#### [WRITTEN EXERCISE]
Retype all of the rows below without changing a single character.
*** INPUT DATA ***
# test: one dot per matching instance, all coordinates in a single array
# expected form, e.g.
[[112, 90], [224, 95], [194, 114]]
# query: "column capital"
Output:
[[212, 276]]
***
#### [FINISHED ANSWER]
# test: one dot per matching instance, all coordinates in a single array
# expected form, e.g.
[[112, 90], [224, 95], [194, 114]]
# query: "column capital"
Output:
[[212, 276]]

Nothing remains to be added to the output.